Dataset entries

──────

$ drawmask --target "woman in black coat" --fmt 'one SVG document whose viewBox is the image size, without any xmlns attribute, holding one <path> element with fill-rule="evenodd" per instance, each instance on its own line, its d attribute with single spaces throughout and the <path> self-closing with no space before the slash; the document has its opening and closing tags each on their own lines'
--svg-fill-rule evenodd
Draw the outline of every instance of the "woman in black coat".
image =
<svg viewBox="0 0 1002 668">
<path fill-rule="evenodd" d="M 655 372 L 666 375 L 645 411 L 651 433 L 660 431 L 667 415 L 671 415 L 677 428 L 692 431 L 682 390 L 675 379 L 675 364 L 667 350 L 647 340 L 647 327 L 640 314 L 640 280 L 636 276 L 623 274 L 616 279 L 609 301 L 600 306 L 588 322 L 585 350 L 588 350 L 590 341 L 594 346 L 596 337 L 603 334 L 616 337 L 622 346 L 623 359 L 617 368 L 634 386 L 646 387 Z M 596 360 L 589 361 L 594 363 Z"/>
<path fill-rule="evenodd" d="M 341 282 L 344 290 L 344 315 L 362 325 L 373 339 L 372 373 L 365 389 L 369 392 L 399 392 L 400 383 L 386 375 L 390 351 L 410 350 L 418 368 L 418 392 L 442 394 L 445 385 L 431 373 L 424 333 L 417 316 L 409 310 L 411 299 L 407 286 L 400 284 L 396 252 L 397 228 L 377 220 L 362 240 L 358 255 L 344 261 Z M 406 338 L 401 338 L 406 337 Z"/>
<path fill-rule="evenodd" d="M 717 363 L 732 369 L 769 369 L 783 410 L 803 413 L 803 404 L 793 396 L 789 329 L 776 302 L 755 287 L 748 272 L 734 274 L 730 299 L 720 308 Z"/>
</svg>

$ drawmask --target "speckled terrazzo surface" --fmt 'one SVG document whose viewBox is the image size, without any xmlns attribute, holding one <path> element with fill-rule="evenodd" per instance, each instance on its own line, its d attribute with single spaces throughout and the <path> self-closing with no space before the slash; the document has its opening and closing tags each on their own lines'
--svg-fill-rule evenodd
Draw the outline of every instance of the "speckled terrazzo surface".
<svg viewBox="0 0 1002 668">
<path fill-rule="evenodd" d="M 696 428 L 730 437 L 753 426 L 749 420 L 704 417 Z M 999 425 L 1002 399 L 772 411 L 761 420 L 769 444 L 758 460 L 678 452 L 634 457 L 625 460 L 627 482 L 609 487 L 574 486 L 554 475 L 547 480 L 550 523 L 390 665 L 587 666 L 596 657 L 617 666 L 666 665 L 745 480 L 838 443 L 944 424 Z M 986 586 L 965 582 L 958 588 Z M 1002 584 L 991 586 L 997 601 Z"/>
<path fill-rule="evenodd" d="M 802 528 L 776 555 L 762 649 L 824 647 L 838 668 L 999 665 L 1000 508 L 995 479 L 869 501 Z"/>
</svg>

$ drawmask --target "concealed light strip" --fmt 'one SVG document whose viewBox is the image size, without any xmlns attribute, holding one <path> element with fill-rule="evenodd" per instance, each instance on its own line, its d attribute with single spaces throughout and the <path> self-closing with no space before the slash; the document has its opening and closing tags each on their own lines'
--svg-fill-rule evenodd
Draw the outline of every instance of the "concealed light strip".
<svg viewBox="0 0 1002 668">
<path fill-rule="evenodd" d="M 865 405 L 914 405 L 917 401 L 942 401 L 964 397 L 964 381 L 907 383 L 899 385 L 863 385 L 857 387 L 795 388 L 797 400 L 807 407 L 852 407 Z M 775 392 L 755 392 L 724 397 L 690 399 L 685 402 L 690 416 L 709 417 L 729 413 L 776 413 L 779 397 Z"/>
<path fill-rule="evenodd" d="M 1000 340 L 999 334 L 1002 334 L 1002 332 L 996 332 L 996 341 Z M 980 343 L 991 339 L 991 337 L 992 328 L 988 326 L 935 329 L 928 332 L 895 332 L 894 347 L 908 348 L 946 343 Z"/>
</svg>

──────

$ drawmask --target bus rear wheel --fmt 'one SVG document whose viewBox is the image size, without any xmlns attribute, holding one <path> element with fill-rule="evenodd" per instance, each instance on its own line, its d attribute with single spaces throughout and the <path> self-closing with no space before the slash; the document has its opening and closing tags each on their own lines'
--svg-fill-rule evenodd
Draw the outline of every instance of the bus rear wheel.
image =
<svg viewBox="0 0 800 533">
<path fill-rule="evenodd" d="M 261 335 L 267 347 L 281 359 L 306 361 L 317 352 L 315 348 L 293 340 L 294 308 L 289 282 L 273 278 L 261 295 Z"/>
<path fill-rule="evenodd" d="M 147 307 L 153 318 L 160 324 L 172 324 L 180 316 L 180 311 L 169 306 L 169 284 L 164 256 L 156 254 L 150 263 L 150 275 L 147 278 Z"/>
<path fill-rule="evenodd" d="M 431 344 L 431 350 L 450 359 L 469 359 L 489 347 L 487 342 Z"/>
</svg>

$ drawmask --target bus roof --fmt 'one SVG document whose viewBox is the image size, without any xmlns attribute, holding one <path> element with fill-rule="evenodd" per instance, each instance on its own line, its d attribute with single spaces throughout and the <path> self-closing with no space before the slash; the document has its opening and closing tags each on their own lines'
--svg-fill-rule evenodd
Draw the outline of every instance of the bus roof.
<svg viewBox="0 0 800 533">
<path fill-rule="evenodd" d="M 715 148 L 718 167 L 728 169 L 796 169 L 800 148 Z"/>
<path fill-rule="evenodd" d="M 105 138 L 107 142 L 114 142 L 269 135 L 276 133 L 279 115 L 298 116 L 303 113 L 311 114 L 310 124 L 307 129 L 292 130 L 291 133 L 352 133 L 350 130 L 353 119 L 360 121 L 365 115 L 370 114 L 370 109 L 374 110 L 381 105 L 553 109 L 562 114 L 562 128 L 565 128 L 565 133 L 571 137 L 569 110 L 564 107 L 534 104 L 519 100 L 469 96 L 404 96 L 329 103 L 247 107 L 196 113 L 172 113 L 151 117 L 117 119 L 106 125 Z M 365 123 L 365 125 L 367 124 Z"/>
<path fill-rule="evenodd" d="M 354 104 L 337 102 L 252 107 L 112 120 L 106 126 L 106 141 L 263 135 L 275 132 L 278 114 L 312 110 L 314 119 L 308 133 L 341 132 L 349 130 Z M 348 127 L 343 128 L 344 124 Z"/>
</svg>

──────

The answer must consist of every line from the entries above that contains the string "wheel".

The answer ->
$ drawmask --target bus rear wheel --fmt 'one SVG document whose viewBox is the image size, without any xmlns attribute, holding one <path> element with fill-rule="evenodd" per instance, each instance on its own line, its d attribute with single spaces throughout and the <path> self-closing with no space before the slash; the document has its opening and closing tags each on their own lines'
Draw the outline of every instance of the bus rear wheel.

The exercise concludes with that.